■ Data provided:

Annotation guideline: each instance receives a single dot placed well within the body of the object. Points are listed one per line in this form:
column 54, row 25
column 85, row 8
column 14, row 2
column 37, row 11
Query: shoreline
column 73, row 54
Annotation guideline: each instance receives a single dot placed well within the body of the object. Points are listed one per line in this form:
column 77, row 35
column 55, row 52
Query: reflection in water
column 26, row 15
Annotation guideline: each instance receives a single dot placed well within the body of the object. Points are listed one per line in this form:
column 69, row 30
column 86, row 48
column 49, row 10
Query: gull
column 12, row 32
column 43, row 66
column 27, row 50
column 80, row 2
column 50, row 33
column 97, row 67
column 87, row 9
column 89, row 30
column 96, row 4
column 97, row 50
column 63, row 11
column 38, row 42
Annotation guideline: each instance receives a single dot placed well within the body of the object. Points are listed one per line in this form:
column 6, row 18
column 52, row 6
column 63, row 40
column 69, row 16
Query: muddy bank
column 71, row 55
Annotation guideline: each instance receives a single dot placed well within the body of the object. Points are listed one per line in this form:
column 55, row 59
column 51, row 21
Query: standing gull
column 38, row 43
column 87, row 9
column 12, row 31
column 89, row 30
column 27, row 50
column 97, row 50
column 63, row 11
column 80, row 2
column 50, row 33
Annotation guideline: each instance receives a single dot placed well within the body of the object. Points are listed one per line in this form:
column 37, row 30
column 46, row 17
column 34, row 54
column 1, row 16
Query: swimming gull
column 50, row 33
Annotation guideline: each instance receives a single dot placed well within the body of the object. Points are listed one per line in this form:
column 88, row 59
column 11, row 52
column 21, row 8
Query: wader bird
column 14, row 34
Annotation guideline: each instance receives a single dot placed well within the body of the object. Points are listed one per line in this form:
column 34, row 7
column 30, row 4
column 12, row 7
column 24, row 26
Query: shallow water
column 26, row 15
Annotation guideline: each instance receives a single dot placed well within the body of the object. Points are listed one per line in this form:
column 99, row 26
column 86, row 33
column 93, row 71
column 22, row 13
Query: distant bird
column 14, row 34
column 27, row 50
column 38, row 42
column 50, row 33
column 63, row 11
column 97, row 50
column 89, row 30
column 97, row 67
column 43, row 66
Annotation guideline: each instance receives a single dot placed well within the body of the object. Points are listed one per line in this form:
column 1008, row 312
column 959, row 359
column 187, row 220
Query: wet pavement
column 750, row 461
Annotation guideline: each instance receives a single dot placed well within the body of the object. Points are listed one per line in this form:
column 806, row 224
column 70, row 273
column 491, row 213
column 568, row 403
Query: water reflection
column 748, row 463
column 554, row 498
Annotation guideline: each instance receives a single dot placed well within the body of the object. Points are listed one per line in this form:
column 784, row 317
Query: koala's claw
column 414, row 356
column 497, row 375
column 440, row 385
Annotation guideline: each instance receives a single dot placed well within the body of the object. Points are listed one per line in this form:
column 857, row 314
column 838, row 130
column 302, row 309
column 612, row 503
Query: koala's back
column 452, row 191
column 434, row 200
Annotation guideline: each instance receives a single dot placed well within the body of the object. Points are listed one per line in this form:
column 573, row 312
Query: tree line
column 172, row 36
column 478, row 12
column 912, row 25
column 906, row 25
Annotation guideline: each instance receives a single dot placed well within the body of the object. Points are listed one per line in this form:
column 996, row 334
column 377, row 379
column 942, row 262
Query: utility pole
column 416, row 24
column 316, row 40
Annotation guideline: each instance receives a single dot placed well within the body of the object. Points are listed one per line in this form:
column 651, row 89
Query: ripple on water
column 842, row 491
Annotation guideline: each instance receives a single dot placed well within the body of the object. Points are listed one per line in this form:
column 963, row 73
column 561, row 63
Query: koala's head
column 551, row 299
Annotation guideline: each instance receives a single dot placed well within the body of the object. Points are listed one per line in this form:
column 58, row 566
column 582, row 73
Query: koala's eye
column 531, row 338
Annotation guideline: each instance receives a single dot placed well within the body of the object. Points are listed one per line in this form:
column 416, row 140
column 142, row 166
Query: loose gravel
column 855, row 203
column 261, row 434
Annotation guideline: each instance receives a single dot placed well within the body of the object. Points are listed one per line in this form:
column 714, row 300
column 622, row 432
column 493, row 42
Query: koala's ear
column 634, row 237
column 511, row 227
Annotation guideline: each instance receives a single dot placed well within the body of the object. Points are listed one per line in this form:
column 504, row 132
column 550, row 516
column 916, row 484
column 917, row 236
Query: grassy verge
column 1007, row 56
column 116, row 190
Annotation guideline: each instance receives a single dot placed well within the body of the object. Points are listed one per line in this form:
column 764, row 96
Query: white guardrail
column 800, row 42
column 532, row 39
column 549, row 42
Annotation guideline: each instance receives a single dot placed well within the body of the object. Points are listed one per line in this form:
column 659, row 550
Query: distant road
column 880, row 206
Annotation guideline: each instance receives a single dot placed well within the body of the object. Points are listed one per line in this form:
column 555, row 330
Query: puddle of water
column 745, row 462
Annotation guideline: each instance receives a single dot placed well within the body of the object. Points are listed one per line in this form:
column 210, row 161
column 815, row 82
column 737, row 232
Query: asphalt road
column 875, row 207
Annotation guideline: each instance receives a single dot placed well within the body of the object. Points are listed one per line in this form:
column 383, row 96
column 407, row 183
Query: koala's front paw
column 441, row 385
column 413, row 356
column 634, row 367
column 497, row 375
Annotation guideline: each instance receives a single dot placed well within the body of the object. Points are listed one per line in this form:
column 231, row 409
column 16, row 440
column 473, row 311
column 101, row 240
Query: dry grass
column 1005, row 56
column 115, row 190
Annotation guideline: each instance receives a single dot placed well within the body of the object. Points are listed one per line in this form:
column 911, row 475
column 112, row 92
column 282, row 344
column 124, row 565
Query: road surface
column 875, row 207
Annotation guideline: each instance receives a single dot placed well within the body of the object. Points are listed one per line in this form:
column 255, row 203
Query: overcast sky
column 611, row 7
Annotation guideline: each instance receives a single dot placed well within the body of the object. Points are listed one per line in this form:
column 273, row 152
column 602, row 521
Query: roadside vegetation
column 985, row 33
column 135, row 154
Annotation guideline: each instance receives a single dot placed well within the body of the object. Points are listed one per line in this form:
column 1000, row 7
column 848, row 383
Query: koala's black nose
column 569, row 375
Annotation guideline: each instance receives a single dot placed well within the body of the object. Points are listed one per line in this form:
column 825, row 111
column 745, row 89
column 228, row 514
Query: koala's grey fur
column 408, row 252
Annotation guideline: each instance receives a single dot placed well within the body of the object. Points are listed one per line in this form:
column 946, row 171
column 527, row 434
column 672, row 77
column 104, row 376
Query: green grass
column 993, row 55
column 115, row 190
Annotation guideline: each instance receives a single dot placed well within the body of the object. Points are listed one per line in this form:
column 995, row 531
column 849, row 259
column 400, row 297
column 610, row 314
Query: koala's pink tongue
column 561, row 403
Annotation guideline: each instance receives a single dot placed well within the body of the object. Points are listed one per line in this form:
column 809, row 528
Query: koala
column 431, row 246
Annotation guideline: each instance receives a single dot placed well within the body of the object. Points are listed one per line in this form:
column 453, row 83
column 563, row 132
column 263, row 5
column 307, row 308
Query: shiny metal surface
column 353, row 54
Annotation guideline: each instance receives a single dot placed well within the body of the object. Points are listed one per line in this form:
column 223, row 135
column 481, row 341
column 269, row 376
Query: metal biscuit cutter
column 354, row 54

■ Job: Please copy all of the lines above word for word, without changing anything.

■ Exercise solution:
Annotation guideline: each instance receives a single dot placed well within the body of the object. Points are listed one per line in this form:
column 54, row 25
column 85, row 8
column 14, row 2
column 37, row 11
Query: shoreline
column 73, row 54
Annotation guideline: each instance receives a single dot placed well within the body of the object. Points are listed one per line in this form:
column 77, row 35
column 55, row 52
Query: reflection in water
column 26, row 15
Annotation guideline: each instance receives a single dot placed well within the body of the object. Points are listed one per line in this form:
column 69, row 30
column 86, row 48
column 49, row 10
Query: gull
column 12, row 32
column 43, row 66
column 27, row 50
column 80, row 2
column 50, row 33
column 97, row 67
column 87, row 9
column 89, row 30
column 96, row 4
column 97, row 50
column 63, row 11
column 38, row 42
Annotation guideline: each instance receives a single dot placed well within the body of the object. Points are listed one per line in this form:
column 6, row 18
column 52, row 6
column 63, row 40
column 69, row 16
Query: muddy bank
column 71, row 55
Annotation guideline: each instance receives a single dot placed well within the body of the object. Points are listed one per line in this form:
column 55, row 59
column 51, row 21
Query: standing gull
column 38, row 43
column 87, row 9
column 12, row 31
column 89, row 30
column 27, row 50
column 97, row 50
column 63, row 11
column 80, row 2
column 50, row 33
Annotation guideline: each instance receives a single dot placed well within the body of the object. Points are listed one per line in this form:
column 37, row 30
column 46, row 17
column 34, row 54
column 1, row 16
Query: swimming gull
column 50, row 33
Annotation guideline: each instance receives a single dot placed well within the body of the object. Points are listed one per line in this form:
column 88, row 59
column 11, row 52
column 21, row 8
Query: wader bird
column 14, row 34
Annotation guideline: each instance receives a single dot placed well within the body of the object. Points are listed one per line in this form:
column 34, row 7
column 30, row 4
column 12, row 7
column 24, row 26
Query: shallow water
column 26, row 15
Annotation guideline: each instance receives a single dot placed well within the body of the object. Points are listed one per line in this form:
column 99, row 26
column 86, row 33
column 93, row 71
column 22, row 13
Query: distant bird
column 14, row 34
column 27, row 50
column 38, row 42
column 50, row 33
column 63, row 11
column 97, row 50
column 89, row 30
column 97, row 67
column 43, row 66
Annotation guideline: each instance receives a single dot placed well within the body of the object. Points are listed one per line in this form:
column 1008, row 312
column 959, row 359
column 187, row 220
Query: wet pavement
column 750, row 461
Annotation guideline: each instance receives a single dot placed well within the body of the object. Points are listed one per line in this form:
column 806, row 224
column 70, row 273
column 491, row 213
column 568, row 403
Query: water reflection
column 748, row 463
column 554, row 498
Annotation guideline: each instance receives a single dot placed well within the body of the object. Points are listed one per line in this form:
column 784, row 317
Query: koala's claw
column 414, row 356
column 497, row 375
column 440, row 385
Annotation guideline: each instance receives a single dot placed well within the body of the object. Points are listed one per line in this form:
column 857, row 314
column 838, row 130
column 302, row 309
column 612, row 503
Query: koala's back
column 452, row 191
column 434, row 200
Annotation guideline: each instance receives a single dot placed well within the body of the object. Points are listed one per line in this form:
column 573, row 312
Query: tree line
column 172, row 36
column 478, row 12
column 912, row 25
column 906, row 25
Annotation guideline: each instance receives a single dot placed well within the body of the object. Points are listed one per line in this form:
column 996, row 334
column 377, row 379
column 942, row 262
Query: utility pole
column 416, row 24
column 316, row 40
Annotation guideline: each instance receives a single dot placed well within the body of the object. Points are listed one per line in this form:
column 651, row 89
Query: ripple on water
column 842, row 491
Annotation guideline: each instance receives a single dot placed well within the body of the object. Points are listed one per line in this form:
column 963, row 73
column 561, row 63
Query: koala's head
column 551, row 299
Annotation guideline: each instance receives a single dot placed well within the body of the object. Points are listed one per line in this form:
column 58, row 566
column 582, row 73
Query: koala's eye
column 531, row 338
Annotation guideline: each instance receives a single dot placed well within the body of the object. Points are listed one per line in this form:
column 416, row 140
column 142, row 166
Query: loose gravel
column 855, row 203
column 261, row 434
Annotation guideline: each instance receives a single dot placed well within the body of the object. Points are listed one per line in this form:
column 714, row 300
column 622, row 432
column 493, row 42
Query: koala's ear
column 634, row 237
column 511, row 227
Annotation guideline: each instance receives a single dot placed well within the body of the object. Points are listed one per line in this form:
column 504, row 132
column 550, row 516
column 916, row 484
column 917, row 236
Query: grassy verge
column 1007, row 56
column 116, row 190
Annotation guideline: each instance receives a single dot placed well within the body of the object. Points are listed one per line in this form:
column 764, row 96
Query: white guardrail
column 800, row 42
column 532, row 39
column 549, row 42
Annotation guideline: each instance receives a single dot placed well within the body of the object. Points are listed one per line in this form:
column 659, row 550
Query: distant road
column 880, row 206
Annotation guideline: each instance receives a single dot placed well within the body of the object. Points are listed one per line in this form:
column 555, row 330
Query: puddle of water
column 745, row 462
Annotation guideline: each instance receives a single dot placed well within the body of the object. Points are listed one per line in this form:
column 210, row 161
column 815, row 82
column 737, row 232
Query: asphalt road
column 875, row 207
Annotation guideline: each instance receives a single dot placed well within the body of the object. Points are listed one per line in this form:
column 383, row 96
column 407, row 183
Query: koala's front paw
column 441, row 385
column 413, row 356
column 634, row 367
column 497, row 375
Annotation guideline: each instance receives a single dot placed well within the body of the object. Points are listed one per line in this form:
column 231, row 409
column 16, row 440
column 473, row 311
column 101, row 240
Query: dry grass
column 1005, row 56
column 115, row 190
Annotation guideline: each instance receives a single dot placed well within the body of the object. Points are listed one per line in this form:
column 911, row 475
column 112, row 92
column 282, row 344
column 124, row 565
Query: road surface
column 875, row 207
Annotation guideline: each instance receives a single dot placed well within the body of the object. Points are listed one per line in this form:
column 255, row 203
Query: overcast sky
column 611, row 7
Annotation guideline: each instance receives a single dot placed well within the body of the object. Points are listed one per line in this form:
column 273, row 152
column 602, row 521
Query: roadside vegetation
column 985, row 33
column 135, row 154
Annotation guideline: each instance receives a single dot placed well within the body of the object. Points are listed one per line in this form:
column 1000, row 7
column 848, row 383
Query: koala's black nose
column 569, row 375
Annotation guideline: each instance receives a single dot placed well within the body of the object. Points are listed one per line in this form:
column 825, row 111
column 745, row 89
column 228, row 514
Query: koala's grey fur
column 408, row 252
Annotation guideline: each instance receives a single dot placed well within the body of the object. Points are listed one per line in this form:
column 946, row 171
column 527, row 434
column 672, row 77
column 104, row 376
Query: green grass
column 993, row 55
column 115, row 190
Annotation guideline: each instance receives a single dot placed well within the body of the object. Points are listed one per line in this form:
column 995, row 531
column 849, row 259
column 400, row 297
column 610, row 314
Query: koala's pink tongue
column 561, row 403
Annotation guideline: each instance receives a single dot placed well within the body of the object. Points are listed one per line in this form:
column 809, row 528
Query: koala
column 431, row 246
Annotation guideline: each instance receives a single dot placed well within the body of the object. Points are listed one per line in this form:
column 453, row 83
column 563, row 132
column 263, row 5
column 307, row 308
Query: shiny metal surface
column 353, row 54
Annotation guideline: each instance receives a single dot placed well within the body of the object. Points are listed one per line in this form:
column 223, row 135
column 481, row 341
column 269, row 376
Query: metal biscuit cutter
column 354, row 54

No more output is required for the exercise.